• Exercise aim
In the material below, change every "rough mask" to "coarse mask" and leave everything else as it is.
** Material for this task follows **
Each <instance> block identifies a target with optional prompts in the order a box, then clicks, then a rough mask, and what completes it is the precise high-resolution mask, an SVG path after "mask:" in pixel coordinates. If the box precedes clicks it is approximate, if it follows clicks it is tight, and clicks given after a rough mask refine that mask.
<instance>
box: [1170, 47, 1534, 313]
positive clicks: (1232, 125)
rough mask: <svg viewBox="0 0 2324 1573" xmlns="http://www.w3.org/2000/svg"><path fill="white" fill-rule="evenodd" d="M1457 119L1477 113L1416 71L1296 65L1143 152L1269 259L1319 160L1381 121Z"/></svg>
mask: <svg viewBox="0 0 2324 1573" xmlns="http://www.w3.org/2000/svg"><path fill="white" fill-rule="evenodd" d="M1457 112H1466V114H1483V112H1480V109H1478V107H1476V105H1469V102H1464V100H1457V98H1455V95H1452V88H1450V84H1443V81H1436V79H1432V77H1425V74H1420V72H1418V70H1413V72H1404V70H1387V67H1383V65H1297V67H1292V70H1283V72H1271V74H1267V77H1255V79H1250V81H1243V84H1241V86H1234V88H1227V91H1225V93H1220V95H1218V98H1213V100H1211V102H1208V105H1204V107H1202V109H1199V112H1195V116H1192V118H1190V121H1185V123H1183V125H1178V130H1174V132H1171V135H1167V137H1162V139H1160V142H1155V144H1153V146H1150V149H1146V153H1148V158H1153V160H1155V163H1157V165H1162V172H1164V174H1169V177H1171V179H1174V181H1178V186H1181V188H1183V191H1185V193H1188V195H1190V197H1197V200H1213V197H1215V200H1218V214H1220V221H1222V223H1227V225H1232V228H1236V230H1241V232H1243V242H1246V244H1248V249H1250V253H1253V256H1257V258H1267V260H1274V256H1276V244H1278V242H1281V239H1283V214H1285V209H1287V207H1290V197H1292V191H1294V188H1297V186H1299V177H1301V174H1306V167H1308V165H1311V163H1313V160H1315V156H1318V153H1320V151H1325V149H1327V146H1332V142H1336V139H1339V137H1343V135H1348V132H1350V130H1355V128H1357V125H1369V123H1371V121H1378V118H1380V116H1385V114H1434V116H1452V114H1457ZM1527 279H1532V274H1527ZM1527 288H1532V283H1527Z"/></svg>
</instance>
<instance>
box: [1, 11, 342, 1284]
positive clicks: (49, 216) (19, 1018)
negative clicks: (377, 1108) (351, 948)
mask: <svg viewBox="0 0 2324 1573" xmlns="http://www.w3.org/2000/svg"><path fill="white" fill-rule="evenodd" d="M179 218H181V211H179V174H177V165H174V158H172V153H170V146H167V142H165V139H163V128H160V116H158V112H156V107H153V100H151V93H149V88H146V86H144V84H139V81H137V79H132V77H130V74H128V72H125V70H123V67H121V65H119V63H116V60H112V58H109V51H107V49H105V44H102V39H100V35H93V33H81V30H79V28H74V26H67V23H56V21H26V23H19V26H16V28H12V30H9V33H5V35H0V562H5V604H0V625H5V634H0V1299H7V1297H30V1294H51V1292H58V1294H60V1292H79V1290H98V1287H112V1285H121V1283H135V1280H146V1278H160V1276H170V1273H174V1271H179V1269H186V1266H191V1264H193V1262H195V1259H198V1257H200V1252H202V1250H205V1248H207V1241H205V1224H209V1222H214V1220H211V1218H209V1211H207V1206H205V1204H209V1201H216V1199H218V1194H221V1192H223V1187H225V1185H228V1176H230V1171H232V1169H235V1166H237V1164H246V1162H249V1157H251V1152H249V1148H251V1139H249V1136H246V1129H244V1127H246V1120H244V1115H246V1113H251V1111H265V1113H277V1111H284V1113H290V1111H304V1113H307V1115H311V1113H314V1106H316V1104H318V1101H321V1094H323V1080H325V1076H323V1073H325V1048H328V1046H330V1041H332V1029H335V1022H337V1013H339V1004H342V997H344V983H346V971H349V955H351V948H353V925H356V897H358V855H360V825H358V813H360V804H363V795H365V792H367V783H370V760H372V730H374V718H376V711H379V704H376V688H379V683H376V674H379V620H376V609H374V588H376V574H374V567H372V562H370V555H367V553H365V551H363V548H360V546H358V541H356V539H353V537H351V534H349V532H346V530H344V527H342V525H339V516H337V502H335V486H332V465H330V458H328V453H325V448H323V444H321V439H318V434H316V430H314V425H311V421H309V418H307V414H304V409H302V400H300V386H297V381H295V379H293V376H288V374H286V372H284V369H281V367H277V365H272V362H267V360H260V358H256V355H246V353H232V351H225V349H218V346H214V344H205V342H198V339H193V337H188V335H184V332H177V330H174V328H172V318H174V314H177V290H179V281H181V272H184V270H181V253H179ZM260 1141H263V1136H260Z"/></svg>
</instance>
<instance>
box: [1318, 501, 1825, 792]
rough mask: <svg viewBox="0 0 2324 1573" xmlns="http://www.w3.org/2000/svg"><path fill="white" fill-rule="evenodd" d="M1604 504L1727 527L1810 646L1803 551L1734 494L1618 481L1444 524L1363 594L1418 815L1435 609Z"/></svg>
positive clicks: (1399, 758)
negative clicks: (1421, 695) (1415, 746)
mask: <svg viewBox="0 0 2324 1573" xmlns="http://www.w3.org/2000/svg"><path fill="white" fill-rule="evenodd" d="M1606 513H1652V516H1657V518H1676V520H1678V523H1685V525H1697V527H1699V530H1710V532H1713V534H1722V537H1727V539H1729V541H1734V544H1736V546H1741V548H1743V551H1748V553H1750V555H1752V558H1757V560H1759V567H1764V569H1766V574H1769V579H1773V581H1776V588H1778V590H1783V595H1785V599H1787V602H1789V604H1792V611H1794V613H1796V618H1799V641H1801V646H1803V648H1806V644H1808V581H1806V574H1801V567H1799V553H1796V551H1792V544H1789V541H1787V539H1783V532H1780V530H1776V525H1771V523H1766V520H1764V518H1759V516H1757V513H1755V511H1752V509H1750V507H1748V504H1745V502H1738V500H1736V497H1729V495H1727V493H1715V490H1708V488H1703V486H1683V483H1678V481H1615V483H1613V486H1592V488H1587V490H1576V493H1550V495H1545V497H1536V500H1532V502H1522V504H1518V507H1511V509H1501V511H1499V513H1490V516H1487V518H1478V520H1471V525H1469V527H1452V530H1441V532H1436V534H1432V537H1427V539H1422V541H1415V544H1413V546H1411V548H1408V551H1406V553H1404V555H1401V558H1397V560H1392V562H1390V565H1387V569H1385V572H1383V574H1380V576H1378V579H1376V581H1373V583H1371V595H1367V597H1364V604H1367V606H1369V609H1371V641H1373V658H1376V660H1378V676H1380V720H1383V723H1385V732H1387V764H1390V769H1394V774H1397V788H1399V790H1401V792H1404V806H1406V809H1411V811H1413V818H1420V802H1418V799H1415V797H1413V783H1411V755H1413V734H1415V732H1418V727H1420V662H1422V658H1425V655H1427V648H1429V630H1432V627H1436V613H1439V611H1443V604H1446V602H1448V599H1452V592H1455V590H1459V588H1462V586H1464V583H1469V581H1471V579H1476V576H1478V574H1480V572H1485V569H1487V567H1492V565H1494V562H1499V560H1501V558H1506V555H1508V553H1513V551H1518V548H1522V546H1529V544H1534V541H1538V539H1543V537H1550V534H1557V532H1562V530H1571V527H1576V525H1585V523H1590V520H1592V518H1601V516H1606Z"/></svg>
** End of Material for this task **
• Output of the exercise
Each <instance> block identifies a target with optional prompts in the order a box, then clicks, then a coarse mask, and what completes it is the precise high-resolution mask, an SVG path after "mask:" in pixel coordinates. If the box precedes clicks it is approximate, if it follows clicks it is tight, and clicks given after a coarse mask refine that mask.
<instance>
box: [1170, 47, 1534, 313]
positive clicks: (1232, 125)
coarse mask: <svg viewBox="0 0 2324 1573" xmlns="http://www.w3.org/2000/svg"><path fill="white" fill-rule="evenodd" d="M1457 119L1477 113L1416 71L1296 65L1143 152L1269 259L1319 160L1381 121Z"/></svg>
mask: <svg viewBox="0 0 2324 1573" xmlns="http://www.w3.org/2000/svg"><path fill="white" fill-rule="evenodd" d="M1457 112H1466V114H1483V112H1480V109H1478V107H1476V105H1469V102H1464V100H1457V98H1455V95H1452V88H1450V84H1443V81H1436V79H1432V77H1425V74H1420V72H1418V70H1413V72H1404V70H1387V67H1383V65H1297V67H1292V70H1283V72H1271V74H1267V77H1255V79H1250V81H1243V84H1241V86H1234V88H1227V91H1225V93H1220V95H1218V98H1213V100H1211V102H1208V105H1204V107H1202V109H1199V112H1195V116H1192V118H1190V121H1185V123H1183V125H1178V130H1174V132H1171V135H1167V137H1162V139H1160V142H1155V144H1153V146H1150V149H1146V153H1148V158H1153V160H1155V163H1157V165H1162V172H1164V174H1169V177H1171V179H1174V181H1178V186H1181V188H1183V191H1185V193H1188V195H1190V197H1197V200H1213V197H1215V200H1218V214H1220V221H1222V223H1227V225H1232V228H1236V230H1241V232H1243V242H1246V244H1248V249H1250V253H1253V256H1257V258H1267V260H1274V256H1276V244H1278V242H1281V239H1283V214H1285V209H1287V207H1290V197H1292V191H1294V188H1297V186H1299V177H1301V174H1306V167H1308V165H1311V163H1313V160H1315V156H1318V153H1320V151H1325V149H1327V146H1332V142H1336V139H1339V137H1343V135H1348V132H1350V130H1355V128H1357V125H1369V123H1371V121H1378V118H1380V116H1385V114H1434V116H1452V114H1457ZM1527 279H1532V274H1527ZM1527 288H1532V283H1527Z"/></svg>
</instance>
<instance>
box: [1, 11, 342, 1284]
positive clicks: (49, 216) (19, 1018)
negative clicks: (377, 1108) (351, 948)
mask: <svg viewBox="0 0 2324 1573" xmlns="http://www.w3.org/2000/svg"><path fill="white" fill-rule="evenodd" d="M179 218H181V211H179V174H177V165H174V158H172V153H170V146H167V142H165V139H163V128H160V116H158V112H156V107H153V100H151V93H149V88H146V86H144V84H139V81H137V79H132V77H130V74H128V72H125V70H123V67H121V65H119V63H116V60H112V58H109V51H107V49H105V44H102V39H100V35H93V33H81V30H79V28H74V26H67V23H56V21H26V23H19V26H16V28H12V30H9V33H5V35H0V562H5V604H0V625H5V634H0V1299H7V1297H30V1294H51V1292H58V1294H60V1292H79V1290H98V1287H112V1285H121V1283H135V1280H146V1278H160V1276H170V1273H174V1271H179V1269H186V1266H191V1264H193V1262H195V1259H198V1257H200V1252H202V1250H205V1248H207V1241H205V1224H209V1222H214V1220H211V1218H209V1211H207V1206H205V1204H209V1201H216V1199H218V1194H221V1192H223V1187H225V1185H228V1176H230V1171H232V1169H235V1166H237V1164H246V1162H249V1157H251V1152H249V1148H251V1139H249V1136H246V1129H244V1127H246V1120H244V1115H246V1113H251V1111H265V1113H277V1111H284V1113H290V1111H304V1113H307V1115H311V1113H314V1106H316V1104H318V1101H321V1094H323V1080H325V1076H323V1073H325V1048H328V1046H330V1041H332V1029H335V1022H337V1013H339V1004H342V997H344V983H346V971H349V955H351V948H353V925H356V897H358V855H360V825H358V813H360V804H363V795H365V792H367V783H370V760H372V730H374V718H376V711H379V704H376V688H379V683H376V674H379V620H376V609H374V588H376V574H374V567H372V562H370V555H367V553H365V551H363V548H360V546H358V541H356V539H353V537H351V534H349V532H346V530H344V527H342V525H339V516H337V502H335V486H332V465H330V458H328V453H325V448H323V444H321V439H318V434H316V430H314V425H311V421H309V418H307V414H304V409H302V400H300V386H297V381H295V379H293V376H288V374H286V372H284V369H281V367H277V365H272V362H267V360H260V358H256V355H246V353H232V351H225V349H218V346H214V344H205V342H198V339H193V337H188V335H184V332H177V330H174V328H172V318H174V314H177V290H179V281H181V272H184V270H181V253H179ZM260 1141H263V1136H260Z"/></svg>
</instance>
<instance>
box: [1318, 501, 1825, 792]
coarse mask: <svg viewBox="0 0 2324 1573" xmlns="http://www.w3.org/2000/svg"><path fill="white" fill-rule="evenodd" d="M1604 504L1727 527L1810 646L1803 551L1734 494L1618 481L1444 524L1363 594L1418 815L1435 609Z"/></svg>
positive clicks: (1399, 758)
negative clicks: (1421, 695) (1415, 746)
mask: <svg viewBox="0 0 2324 1573" xmlns="http://www.w3.org/2000/svg"><path fill="white" fill-rule="evenodd" d="M1606 513H1652V516H1657V518H1676V520H1678V523H1685V525H1697V527H1699V530H1710V532H1713V534H1722V537H1727V539H1729V541H1734V544H1736V546H1741V548H1743V551H1748V553H1750V555H1752V558H1757V560H1759V567H1764V569H1766V574H1769V579H1773V581H1776V588H1778V590H1783V595H1785V599H1787V602H1789V604H1792V611H1794V613H1796V618H1799V641H1801V646H1803V648H1806V644H1808V581H1806V574H1801V567H1799V553H1796V551H1792V544H1789V541H1787V539H1783V532H1780V530H1776V525H1771V523H1766V520H1764V518H1759V516H1757V513H1755V511H1752V509H1750V507H1748V504H1745V502H1738V500H1736V497H1729V495H1727V493H1715V490H1708V488H1703V486H1683V483H1678V481H1615V483H1613V486H1592V488H1587V490H1576V493H1550V495H1545V497H1536V500H1532V502H1522V504H1518V507H1511V509H1501V511H1499V513H1490V516H1487V518H1478V520H1471V525H1469V527H1452V530H1441V532H1436V534H1432V537H1427V539H1422V541H1415V544H1413V546H1411V548H1408V551H1406V553H1404V555H1401V558H1397V560H1392V562H1390V565H1387V569H1385V572H1383V574H1380V576H1378V579H1376V581H1373V583H1371V595H1367V597H1364V604H1367V606H1369V609H1371V641H1373V658H1376V660H1378V676H1380V720H1383V723H1385V732H1387V764H1390V769H1394V774H1397V788H1399V790H1401V792H1404V806H1406V809H1411V811H1413V818H1420V802H1418V799H1415V797H1413V783H1411V755H1413V734H1415V732H1418V727H1420V662H1422V658H1425V655H1427V648H1429V630H1432V627H1436V613H1439V611H1443V604H1446V602H1448V599H1452V592H1455V590H1459V588H1462V586H1464V583H1469V581H1471V579H1476V576H1478V574H1480V572H1485V569H1487V567H1492V565H1494V562H1499V560H1501V558H1506V555H1508V553H1513V551H1518V548H1522V546H1529V544H1534V541H1538V539H1543V537H1550V534H1557V532H1562V530H1571V527H1576V525H1585V523H1590V520H1592V518H1601V516H1606Z"/></svg>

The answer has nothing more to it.